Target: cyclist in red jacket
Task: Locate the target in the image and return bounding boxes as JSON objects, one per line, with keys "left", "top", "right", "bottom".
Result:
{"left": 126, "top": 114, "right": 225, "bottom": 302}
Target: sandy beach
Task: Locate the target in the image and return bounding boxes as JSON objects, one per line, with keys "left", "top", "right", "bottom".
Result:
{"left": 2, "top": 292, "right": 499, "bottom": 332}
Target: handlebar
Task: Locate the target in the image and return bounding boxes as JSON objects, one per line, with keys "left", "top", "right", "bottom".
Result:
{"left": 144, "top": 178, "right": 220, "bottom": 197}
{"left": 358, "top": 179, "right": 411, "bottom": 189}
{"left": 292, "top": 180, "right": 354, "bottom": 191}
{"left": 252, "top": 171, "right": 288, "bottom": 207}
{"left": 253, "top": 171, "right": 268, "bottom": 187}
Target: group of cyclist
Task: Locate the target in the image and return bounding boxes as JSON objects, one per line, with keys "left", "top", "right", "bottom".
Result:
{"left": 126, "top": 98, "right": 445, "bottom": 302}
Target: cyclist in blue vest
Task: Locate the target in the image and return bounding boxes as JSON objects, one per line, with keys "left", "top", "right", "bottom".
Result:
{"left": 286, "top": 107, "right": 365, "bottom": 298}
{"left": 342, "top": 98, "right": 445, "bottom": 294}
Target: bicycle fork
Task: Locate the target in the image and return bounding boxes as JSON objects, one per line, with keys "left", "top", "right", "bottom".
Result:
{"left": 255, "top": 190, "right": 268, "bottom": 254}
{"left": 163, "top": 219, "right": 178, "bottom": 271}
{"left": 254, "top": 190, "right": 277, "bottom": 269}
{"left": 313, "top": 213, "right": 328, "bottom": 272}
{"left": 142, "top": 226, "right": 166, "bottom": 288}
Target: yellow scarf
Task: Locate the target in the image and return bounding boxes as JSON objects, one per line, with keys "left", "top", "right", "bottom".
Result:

§ Problem description
For each line above that includes "cyclist", copy the line.

§ Output of the task
Target: cyclist in red jacket
Target: group of cyclist
Target: cyclist in blue vest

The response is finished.